◆ DATASET EXTRACT:
────────────────────────────────────────

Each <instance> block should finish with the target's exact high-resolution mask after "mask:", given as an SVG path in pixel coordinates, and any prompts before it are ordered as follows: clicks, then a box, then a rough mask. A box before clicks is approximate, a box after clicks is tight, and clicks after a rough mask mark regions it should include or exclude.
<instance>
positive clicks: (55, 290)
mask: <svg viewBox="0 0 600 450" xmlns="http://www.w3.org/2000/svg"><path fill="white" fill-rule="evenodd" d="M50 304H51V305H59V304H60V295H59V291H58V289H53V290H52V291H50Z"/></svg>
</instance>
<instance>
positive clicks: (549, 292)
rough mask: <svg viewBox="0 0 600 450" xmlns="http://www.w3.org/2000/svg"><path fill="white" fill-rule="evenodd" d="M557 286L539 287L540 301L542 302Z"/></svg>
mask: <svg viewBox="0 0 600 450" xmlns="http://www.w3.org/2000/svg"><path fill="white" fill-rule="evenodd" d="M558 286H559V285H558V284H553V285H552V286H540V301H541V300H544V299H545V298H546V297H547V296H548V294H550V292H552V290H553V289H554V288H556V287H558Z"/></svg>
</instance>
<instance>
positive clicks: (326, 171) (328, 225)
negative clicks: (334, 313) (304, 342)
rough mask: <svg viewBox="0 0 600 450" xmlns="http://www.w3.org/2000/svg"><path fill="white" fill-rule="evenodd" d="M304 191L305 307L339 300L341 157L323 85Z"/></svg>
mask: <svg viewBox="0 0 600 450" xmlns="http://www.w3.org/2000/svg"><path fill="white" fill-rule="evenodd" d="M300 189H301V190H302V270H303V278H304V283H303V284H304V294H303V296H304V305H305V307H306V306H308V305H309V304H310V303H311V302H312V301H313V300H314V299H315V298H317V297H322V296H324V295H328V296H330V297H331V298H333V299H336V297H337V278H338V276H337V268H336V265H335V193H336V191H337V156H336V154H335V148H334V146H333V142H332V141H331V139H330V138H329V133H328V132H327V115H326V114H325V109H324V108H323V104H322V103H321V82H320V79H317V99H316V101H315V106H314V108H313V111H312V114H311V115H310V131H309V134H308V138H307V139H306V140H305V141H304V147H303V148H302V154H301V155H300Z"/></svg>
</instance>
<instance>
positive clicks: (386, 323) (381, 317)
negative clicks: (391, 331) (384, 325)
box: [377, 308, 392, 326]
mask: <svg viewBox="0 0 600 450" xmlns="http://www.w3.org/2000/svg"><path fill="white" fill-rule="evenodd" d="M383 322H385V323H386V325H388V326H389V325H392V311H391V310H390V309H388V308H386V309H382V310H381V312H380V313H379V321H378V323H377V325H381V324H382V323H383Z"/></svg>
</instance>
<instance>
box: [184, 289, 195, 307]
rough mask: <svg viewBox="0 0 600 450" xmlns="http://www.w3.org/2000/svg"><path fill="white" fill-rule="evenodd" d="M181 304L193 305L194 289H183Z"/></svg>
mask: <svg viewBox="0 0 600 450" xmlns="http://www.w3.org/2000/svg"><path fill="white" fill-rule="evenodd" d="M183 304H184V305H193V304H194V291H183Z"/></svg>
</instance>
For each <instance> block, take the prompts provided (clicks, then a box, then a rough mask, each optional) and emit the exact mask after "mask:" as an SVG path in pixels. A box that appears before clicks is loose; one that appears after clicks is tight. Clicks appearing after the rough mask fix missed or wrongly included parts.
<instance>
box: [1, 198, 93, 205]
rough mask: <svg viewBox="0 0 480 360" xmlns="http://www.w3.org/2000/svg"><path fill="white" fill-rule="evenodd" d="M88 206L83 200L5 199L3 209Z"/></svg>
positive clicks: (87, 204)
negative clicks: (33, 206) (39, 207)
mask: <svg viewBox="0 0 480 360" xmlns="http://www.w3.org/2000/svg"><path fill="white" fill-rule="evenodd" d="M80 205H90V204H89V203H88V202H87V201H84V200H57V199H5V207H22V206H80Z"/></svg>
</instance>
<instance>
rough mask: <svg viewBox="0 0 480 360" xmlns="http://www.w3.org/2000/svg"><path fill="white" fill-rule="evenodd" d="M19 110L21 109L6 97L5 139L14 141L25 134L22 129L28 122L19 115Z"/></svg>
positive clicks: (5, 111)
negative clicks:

────────────────────────────────────────

Can you reproduce the entire listing above line by line, leaving every character unchanged?

◆ ANSWER TO THIS PROBLEM:
Each <instance> block should finish with the target's exact high-resolution mask after "mask:", given as an SVG path in pixel coordinates, and any prompts before it are ordered as follows: clicks, then a box, then a rough mask. A box before clicks is approximate, a box after clicks is tight, and clicks after a rough mask mark regions it should include or exclude.
<instance>
positive clicks: (55, 290)
mask: <svg viewBox="0 0 600 450" xmlns="http://www.w3.org/2000/svg"><path fill="white" fill-rule="evenodd" d="M50 304H51V305H59V304H60V295H59V291H58V289H53V290H52V291H50Z"/></svg>
</instance>
<instance>
positive clicks: (549, 292)
rough mask: <svg viewBox="0 0 600 450" xmlns="http://www.w3.org/2000/svg"><path fill="white" fill-rule="evenodd" d="M557 286L539 287L540 301L542 302Z"/></svg>
mask: <svg viewBox="0 0 600 450" xmlns="http://www.w3.org/2000/svg"><path fill="white" fill-rule="evenodd" d="M558 286H559V285H558V284H553V285H552V286H540V301H541V300H544V299H545V298H546V297H547V296H548V294H550V292H552V290H553V289H554V288H556V287H558Z"/></svg>
</instance>
<instance>
positive clicks: (326, 171) (328, 225)
negative clicks: (334, 313) (304, 342)
rough mask: <svg viewBox="0 0 600 450" xmlns="http://www.w3.org/2000/svg"><path fill="white" fill-rule="evenodd" d="M304 191L305 307L339 300L341 157L323 85Z"/></svg>
mask: <svg viewBox="0 0 600 450" xmlns="http://www.w3.org/2000/svg"><path fill="white" fill-rule="evenodd" d="M300 189H301V190H302V270H303V278H304V283H303V284H304V294H303V296H304V305H305V307H306V306H308V305H309V304H310V303H311V302H312V301H313V300H314V299H315V298H317V297H322V296H324V295H328V296H330V297H331V298H333V299H336V297H337V278H338V276H337V268H336V265H335V193H336V191H337V156H336V154H335V148H334V146H333V142H332V141H331V139H330V138H329V133H328V132H327V115H326V114H325V109H324V108H323V104H322V103H321V82H320V79H317V99H316V101H315V106H314V108H313V111H312V114H311V115H310V131H309V134H308V138H307V139H306V140H305V141H304V147H303V148H302V154H301V155H300Z"/></svg>
</instance>
<instance>
positive clicks: (386, 323) (381, 317)
negative clicks: (391, 331) (384, 325)
box: [377, 308, 392, 326]
mask: <svg viewBox="0 0 600 450" xmlns="http://www.w3.org/2000/svg"><path fill="white" fill-rule="evenodd" d="M383 322H385V323H386V325H388V326H389V325H392V311H391V310H390V309H388V308H386V309H382V310H381V312H380V313H379V321H378V323H377V325H381V324H382V323H383Z"/></svg>
</instance>
<instance>
box: [184, 289, 195, 307]
rough mask: <svg viewBox="0 0 600 450" xmlns="http://www.w3.org/2000/svg"><path fill="white" fill-rule="evenodd" d="M181 304L193 305L194 289H183Z"/></svg>
mask: <svg viewBox="0 0 600 450" xmlns="http://www.w3.org/2000/svg"><path fill="white" fill-rule="evenodd" d="M183 304H184V305H193V304H194V291H183Z"/></svg>
</instance>
For each <instance> block, take the prompts provided (clicks, then a box, then a rough mask, each optional) and emit the exact mask after "mask:" as an SVG path in pixels. A box that appears before clicks is loose; one that appears after clicks is tight. Clicks appearing after the rough mask fix missed or wrongly included parts.
<instance>
box: [1, 198, 93, 205]
rough mask: <svg viewBox="0 0 480 360" xmlns="http://www.w3.org/2000/svg"><path fill="white" fill-rule="evenodd" d="M88 206L83 200L5 199L3 209Z"/></svg>
positive clicks: (87, 204)
negative clicks: (33, 206) (39, 207)
mask: <svg viewBox="0 0 480 360" xmlns="http://www.w3.org/2000/svg"><path fill="white" fill-rule="evenodd" d="M80 205H90V204H89V203H88V202H87V201H84V200H57V199H5V207H22V206H80Z"/></svg>
</instance>
<instance>
rough mask: <svg viewBox="0 0 480 360" xmlns="http://www.w3.org/2000/svg"><path fill="white" fill-rule="evenodd" d="M19 110L21 109L6 97L5 139L14 141L25 134L22 129L28 122L19 115Z"/></svg>
positive clicks: (5, 111)
negative clicks:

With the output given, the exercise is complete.